> **WHAT YOU HAVE TO DO**:
Give the listing again exactly, omitting its images.

## BEGIN DATASET RECORDS

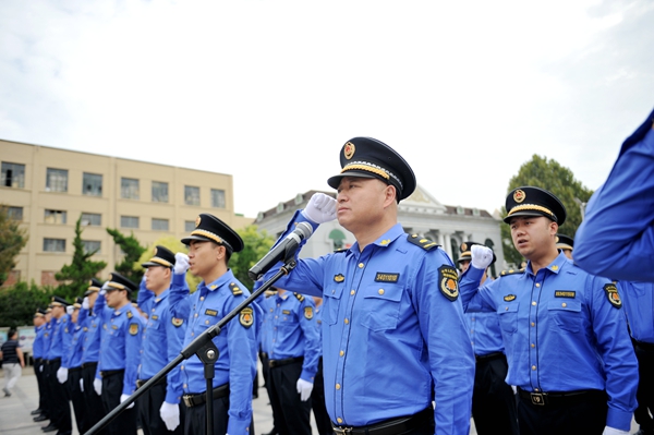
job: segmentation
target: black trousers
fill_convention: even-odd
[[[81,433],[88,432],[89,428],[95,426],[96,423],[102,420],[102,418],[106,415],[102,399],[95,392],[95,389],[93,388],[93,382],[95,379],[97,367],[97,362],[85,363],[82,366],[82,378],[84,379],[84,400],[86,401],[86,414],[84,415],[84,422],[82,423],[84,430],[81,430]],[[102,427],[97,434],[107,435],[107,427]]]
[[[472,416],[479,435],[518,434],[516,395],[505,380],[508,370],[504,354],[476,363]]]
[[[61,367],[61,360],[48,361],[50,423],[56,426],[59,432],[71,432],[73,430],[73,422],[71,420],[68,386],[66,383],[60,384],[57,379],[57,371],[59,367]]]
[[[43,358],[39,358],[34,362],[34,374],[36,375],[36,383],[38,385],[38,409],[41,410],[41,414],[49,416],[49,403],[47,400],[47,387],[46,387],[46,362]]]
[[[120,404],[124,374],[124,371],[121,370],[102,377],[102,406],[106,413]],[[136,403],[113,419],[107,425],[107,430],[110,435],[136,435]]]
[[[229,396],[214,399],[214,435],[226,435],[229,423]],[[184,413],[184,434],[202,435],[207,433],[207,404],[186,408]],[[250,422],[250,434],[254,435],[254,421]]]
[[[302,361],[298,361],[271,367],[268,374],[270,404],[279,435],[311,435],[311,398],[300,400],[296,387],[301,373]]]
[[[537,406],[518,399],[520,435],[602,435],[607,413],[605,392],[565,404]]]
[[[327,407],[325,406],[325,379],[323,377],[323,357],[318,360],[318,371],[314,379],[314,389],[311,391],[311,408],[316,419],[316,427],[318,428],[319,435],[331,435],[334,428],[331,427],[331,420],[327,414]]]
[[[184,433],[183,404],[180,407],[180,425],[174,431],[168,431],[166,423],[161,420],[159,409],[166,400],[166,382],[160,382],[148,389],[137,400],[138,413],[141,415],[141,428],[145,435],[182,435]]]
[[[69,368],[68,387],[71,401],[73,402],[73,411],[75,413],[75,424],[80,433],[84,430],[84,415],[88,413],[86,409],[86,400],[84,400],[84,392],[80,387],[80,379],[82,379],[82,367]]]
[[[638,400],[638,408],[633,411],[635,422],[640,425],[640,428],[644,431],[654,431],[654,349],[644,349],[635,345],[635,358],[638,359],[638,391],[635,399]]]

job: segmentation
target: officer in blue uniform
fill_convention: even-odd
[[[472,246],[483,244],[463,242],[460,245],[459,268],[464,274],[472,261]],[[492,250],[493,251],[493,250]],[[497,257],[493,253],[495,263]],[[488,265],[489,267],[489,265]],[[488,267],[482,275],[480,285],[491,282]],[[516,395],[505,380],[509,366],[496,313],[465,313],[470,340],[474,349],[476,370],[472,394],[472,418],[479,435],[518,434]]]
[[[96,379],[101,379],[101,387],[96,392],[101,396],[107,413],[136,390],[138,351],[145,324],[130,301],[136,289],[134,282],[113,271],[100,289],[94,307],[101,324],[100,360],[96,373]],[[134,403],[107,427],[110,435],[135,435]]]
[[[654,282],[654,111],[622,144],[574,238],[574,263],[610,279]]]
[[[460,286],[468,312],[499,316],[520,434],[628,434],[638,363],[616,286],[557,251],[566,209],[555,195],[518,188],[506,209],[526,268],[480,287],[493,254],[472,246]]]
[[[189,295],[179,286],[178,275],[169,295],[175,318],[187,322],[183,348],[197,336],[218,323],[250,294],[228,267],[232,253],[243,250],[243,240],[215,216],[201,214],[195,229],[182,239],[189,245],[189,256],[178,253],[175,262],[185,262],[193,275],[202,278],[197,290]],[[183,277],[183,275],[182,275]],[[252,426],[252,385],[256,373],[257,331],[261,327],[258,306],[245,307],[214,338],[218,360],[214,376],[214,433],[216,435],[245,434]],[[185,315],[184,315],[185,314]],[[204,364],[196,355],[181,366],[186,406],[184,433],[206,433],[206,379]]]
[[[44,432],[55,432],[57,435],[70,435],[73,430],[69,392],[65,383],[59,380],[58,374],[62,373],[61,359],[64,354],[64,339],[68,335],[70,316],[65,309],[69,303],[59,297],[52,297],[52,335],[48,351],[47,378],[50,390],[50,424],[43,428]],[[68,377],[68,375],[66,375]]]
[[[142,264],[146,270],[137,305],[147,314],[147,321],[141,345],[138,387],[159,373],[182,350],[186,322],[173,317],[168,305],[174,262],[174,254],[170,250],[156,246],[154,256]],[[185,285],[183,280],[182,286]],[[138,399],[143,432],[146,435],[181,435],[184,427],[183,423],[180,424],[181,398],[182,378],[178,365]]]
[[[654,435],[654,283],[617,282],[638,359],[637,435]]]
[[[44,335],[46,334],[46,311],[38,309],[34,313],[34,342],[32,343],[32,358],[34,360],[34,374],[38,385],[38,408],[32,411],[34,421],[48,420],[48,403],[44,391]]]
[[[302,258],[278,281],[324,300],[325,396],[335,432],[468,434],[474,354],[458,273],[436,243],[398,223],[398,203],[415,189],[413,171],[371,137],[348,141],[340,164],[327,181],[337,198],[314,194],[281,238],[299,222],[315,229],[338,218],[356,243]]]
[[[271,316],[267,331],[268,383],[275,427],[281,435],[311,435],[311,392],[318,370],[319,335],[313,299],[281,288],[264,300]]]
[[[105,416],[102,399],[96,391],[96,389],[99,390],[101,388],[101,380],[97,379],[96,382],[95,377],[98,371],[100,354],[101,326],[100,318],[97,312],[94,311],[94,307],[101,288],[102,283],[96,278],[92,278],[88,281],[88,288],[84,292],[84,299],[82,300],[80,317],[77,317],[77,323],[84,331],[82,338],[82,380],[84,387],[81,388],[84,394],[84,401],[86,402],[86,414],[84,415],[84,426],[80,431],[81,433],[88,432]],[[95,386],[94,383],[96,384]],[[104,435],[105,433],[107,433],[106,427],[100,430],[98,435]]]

## END DATASET RECORDS

> **EXERCISE RESULT**:
job: segmentation
target: black trousers
fill_convention: even-odd
[[[81,433],[88,432],[89,428],[95,426],[96,423],[102,420],[102,418],[106,415],[102,399],[95,392],[95,389],[93,388],[93,382],[95,379],[97,367],[97,362],[85,363],[82,366],[82,378],[84,379],[84,400],[86,401],[86,414],[84,415],[84,422],[82,423],[84,430],[81,430]],[[102,427],[97,434],[107,435],[107,427]]]
[[[472,416],[479,435],[518,434],[516,395],[505,380],[508,370],[504,354],[476,363]]]
[[[61,367],[61,360],[48,361],[50,423],[56,426],[59,432],[71,432],[73,430],[73,422],[71,420],[68,386],[66,383],[60,384],[57,379],[57,371],[59,367]]]
[[[43,358],[39,358],[34,362],[34,374],[36,375],[36,383],[38,385],[38,409],[41,410],[41,414],[49,416],[49,403],[47,400],[47,387],[46,387],[46,362]]]
[[[120,404],[124,374],[124,371],[121,370],[102,377],[102,406],[106,413]],[[136,403],[113,419],[107,425],[107,430],[110,435],[136,435]]]
[[[229,396],[214,399],[214,435],[226,435],[229,423]],[[184,413],[184,434],[202,435],[207,433],[207,404],[186,408]],[[250,422],[250,434],[254,435],[254,421]]]
[[[302,361],[298,361],[271,367],[268,374],[270,404],[279,435],[311,435],[311,398],[300,400],[296,387],[301,373]]]
[[[537,406],[518,399],[520,435],[602,435],[607,413],[605,392],[565,404]]]
[[[327,407],[325,406],[325,379],[323,377],[323,357],[318,360],[318,371],[314,379],[314,389],[311,391],[311,408],[316,419],[316,427],[318,428],[319,435],[331,435],[334,428],[331,427],[331,420],[327,414]]]
[[[184,433],[183,404],[180,407],[180,425],[174,431],[168,431],[166,423],[161,420],[159,409],[166,400],[166,382],[160,382],[148,389],[137,400],[138,413],[141,415],[141,428],[145,435],[182,435]]]
[[[69,368],[68,387],[71,401],[73,402],[73,411],[75,413],[75,424],[80,433],[84,430],[84,415],[88,413],[86,409],[86,400],[84,400],[84,392],[80,387],[80,379],[82,379],[82,367]]]
[[[638,400],[638,408],[633,411],[635,422],[640,425],[640,428],[644,431],[654,431],[654,349],[644,349],[635,345],[635,358],[638,359],[638,391],[635,399]]]

job: segmentation
target: officer in blue uniform
fill_convention: even-odd
[[[472,246],[483,244],[463,242],[460,245],[459,268],[464,274],[472,261]],[[492,250],[493,251],[493,250]],[[497,257],[493,253],[495,263]],[[488,265],[489,267],[489,265]],[[488,267],[482,275],[480,285],[491,282]],[[516,395],[505,380],[509,366],[496,313],[465,313],[470,340],[474,349],[476,370],[472,394],[472,418],[479,435],[518,434]]]
[[[96,379],[101,379],[101,387],[96,392],[101,396],[107,413],[136,390],[138,351],[145,324],[130,301],[136,289],[134,282],[113,271],[100,289],[94,307],[101,324],[100,360],[96,373]],[[134,403],[107,427],[110,435],[135,435]]]
[[[654,282],[654,111],[622,144],[574,238],[574,263],[610,279]]]
[[[460,286],[468,312],[499,316],[520,434],[628,434],[638,363],[616,286],[557,251],[566,209],[555,195],[518,188],[506,209],[526,268],[480,287],[493,254],[472,246]]]
[[[189,295],[179,286],[178,275],[169,295],[175,318],[187,322],[183,348],[197,336],[218,323],[250,294],[228,267],[232,253],[243,250],[243,240],[215,216],[201,214],[195,229],[182,239],[189,245],[189,256],[178,253],[175,262],[185,262],[193,275],[202,278],[197,290]],[[183,277],[183,275],[182,275]],[[252,426],[252,385],[256,373],[257,331],[261,327],[258,306],[245,307],[214,338],[218,360],[214,376],[214,433],[216,435],[245,434]],[[185,315],[184,315],[185,314]],[[204,364],[196,355],[181,366],[186,406],[184,433],[206,433],[206,379]]]
[[[44,432],[55,432],[57,435],[70,435],[73,430],[69,392],[65,383],[59,380],[58,374],[62,373],[61,359],[64,354],[64,339],[68,335],[70,316],[65,309],[69,303],[59,297],[52,297],[52,335],[48,351],[47,378],[50,390],[50,424],[43,428]],[[68,377],[68,375],[66,375]]]
[[[142,264],[146,270],[137,305],[147,314],[147,321],[141,345],[138,387],[159,373],[182,350],[186,322],[173,317],[168,305],[174,262],[174,254],[170,250],[156,246],[154,256]],[[185,285],[183,280],[182,286]],[[138,399],[143,432],[146,435],[181,435],[184,427],[183,423],[180,424],[181,398],[182,378],[178,365]]]
[[[654,435],[654,283],[617,282],[638,359],[637,435]]]
[[[44,335],[46,334],[46,311],[38,309],[34,313],[34,342],[32,343],[32,358],[34,360],[34,374],[38,385],[38,408],[32,411],[34,421],[48,420],[48,403],[44,391]]]
[[[302,258],[278,281],[324,300],[325,396],[335,432],[468,434],[474,354],[458,273],[436,243],[398,223],[398,203],[415,189],[413,171],[371,137],[348,141],[340,164],[327,181],[337,198],[314,194],[281,238],[299,222],[315,229],[338,218],[356,243]]]
[[[271,316],[267,331],[268,383],[275,427],[281,435],[311,435],[311,392],[318,370],[319,335],[313,299],[281,288],[264,300]]]
[[[105,416],[102,399],[96,391],[96,389],[99,390],[101,388],[101,380],[97,379],[96,382],[95,377],[98,371],[100,354],[101,326],[100,318],[97,312],[94,311],[94,307],[101,288],[102,283],[96,278],[92,278],[88,281],[88,288],[84,292],[84,299],[82,300],[80,317],[77,317],[77,323],[84,331],[82,338],[82,380],[84,387],[81,388],[84,394],[84,401],[86,402],[86,414],[84,415],[84,426],[80,431],[81,433],[88,432]],[[95,386],[94,383],[96,384]],[[104,435],[105,433],[107,433],[106,427],[100,430],[98,435]]]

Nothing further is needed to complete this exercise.